[Parts of the exercise]:
1 – Summarize the essay below titled "The Greatest Gift" in two sentences.
2 – Carry on the essay below about the urge to fix the people we care about, picking up right after its last sentence.

[Page]:

————

The Greatest Gift

I don’t know about you, but I have yet to meet anyone who is perfect, or even close to being perfect.  Everyone I know, even the people I love the most, have areas where I honestly feel they could use some serious improvement.  An sometimes it’s so tempting to tell people just exactly what they should be doing to improve their life, and to lay out a few convenient steps they should follow in order to fulfill their potential or simply live a happier, more productive life.  Thankfully, I usually try to resist that temptation.  (Although I suspect both my son and daughter could present lots of evidence to the contrary on that one.)

I think when we care about someone, it’s only natural to want to step in and “fix” what we see to be the flaws that are holding them back.  We might have a tremendous respect for our coworker’s work ethic, but think that his political views need to be corrected.  We might have a friend who struggles with her weight, and think we’re helping if we tell her how often she should be exercising and exactly what she should be eating.  Often, the better we know someone, and the more we care about them, the stronger our urge is to set them on “the right path.”  The problem is, despite our good intentions, we’re usually not helping at all.

————

[Supplied information]:
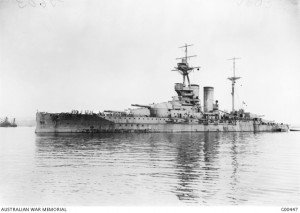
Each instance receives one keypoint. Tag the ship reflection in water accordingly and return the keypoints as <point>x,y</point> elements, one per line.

————

[Responses to the tasks]:
1 – The writer has never met anyone close to perfect and is often tempted to tell people exactly how to improve their lives, though they usually try to resist. Caring about someone makes us want to "fix" flaws like a coworker's political views or a friend's eating and exercise, but despite good intentions, we're usually not helping at all.

2 –
Too often, what we’re really doing is trying to “help” the people we know become the kind of people we want them to be.  And if we’re honest, that usually means we’re trying to shape them into becoming more like us.  

As an avid reader, it bothers me to see my husband sitting on the couch in the evening, watching “The Karate Kid” for the umpteenth time.  How can he waste his time on that drivel, when we’ve got four bookshelves in the house just loaded with great books waiting to be read?  So from time to time,  I “helpfully” suggest a book that I think he’d like, and he accepts it politely and puts it on his dresser to read “when he gets the time.”  (The last time I checked, he’s got quite the stack going.)  But seriously, if watching a movie he enjoys helps him relax after a hard day at the office, why do I insist on trying to make him read?   Obviously, because reading a book relaxes me.

The simple truth is that it’s not our place to insist that other people think, believe, or act just the way we do.  They are allowed to form their own opinions, have their own preferences and yes, even their own flaws.  Unless they have actually asked for help, they don’t need us, or want us, to change them.  Rather, they need us to accept them and love them just the way they are.  Which is exactly how I want people to accept me and my many, many flaws.

I have come to believe that accepting people for who they really are is actually the nicest gift we can give anyone.  It gives them the confidence and freedom they need to let their own best self shine through, and what could be nicer than that?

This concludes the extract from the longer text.